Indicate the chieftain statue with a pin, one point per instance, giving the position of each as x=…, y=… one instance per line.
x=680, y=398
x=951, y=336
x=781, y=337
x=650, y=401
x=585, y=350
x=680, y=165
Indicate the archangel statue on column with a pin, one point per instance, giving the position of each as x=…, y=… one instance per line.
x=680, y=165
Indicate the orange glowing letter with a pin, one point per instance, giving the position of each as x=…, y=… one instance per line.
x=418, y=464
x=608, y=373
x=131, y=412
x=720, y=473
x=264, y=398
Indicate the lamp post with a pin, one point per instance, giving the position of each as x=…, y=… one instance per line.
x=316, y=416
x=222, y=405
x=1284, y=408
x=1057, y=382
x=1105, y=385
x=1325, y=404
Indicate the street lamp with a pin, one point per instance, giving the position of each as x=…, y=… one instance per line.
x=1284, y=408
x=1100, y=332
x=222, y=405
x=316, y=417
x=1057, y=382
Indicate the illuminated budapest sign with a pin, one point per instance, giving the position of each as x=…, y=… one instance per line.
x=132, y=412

================================

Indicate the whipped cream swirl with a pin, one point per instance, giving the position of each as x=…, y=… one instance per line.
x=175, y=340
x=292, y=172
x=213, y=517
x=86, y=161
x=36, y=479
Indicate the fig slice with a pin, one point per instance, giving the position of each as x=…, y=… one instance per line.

================================

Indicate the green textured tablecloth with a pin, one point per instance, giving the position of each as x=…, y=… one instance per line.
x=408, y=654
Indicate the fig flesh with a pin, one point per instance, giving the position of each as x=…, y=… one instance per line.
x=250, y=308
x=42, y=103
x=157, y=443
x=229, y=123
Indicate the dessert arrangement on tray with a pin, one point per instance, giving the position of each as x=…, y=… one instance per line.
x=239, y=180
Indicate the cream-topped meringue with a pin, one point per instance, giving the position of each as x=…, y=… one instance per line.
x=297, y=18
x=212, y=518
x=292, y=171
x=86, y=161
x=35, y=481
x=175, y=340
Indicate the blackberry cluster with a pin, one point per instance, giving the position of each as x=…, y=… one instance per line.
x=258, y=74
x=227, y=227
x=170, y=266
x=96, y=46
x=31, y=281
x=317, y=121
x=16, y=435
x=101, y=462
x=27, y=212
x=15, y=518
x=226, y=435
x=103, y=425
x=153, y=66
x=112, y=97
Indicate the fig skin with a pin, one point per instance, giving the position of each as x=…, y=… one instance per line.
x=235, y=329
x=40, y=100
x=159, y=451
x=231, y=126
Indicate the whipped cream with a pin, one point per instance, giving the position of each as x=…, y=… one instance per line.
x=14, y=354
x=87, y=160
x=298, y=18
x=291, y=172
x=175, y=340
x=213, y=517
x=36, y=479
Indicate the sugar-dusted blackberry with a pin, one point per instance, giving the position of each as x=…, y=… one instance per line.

================================

=== WHAT IS ASKED ===
Copy out the lines from the one containing "Indicate the blackberry" through the one containing "x=231, y=126", both included, exactly as they stand in the records.

=== SOLVED EXERCISE ===
Indicate the blackberry cluster with a pin, one point per instance, giving the position of each as x=…, y=… one instance per line.
x=258, y=74
x=227, y=227
x=170, y=266
x=96, y=46
x=31, y=281
x=317, y=121
x=16, y=435
x=101, y=462
x=27, y=212
x=15, y=518
x=226, y=435
x=103, y=425
x=153, y=66
x=112, y=97
Indicate the fig skin with a pin, one point per instance, giving the position of each as x=…, y=… one instance per line.
x=235, y=329
x=40, y=100
x=159, y=451
x=231, y=126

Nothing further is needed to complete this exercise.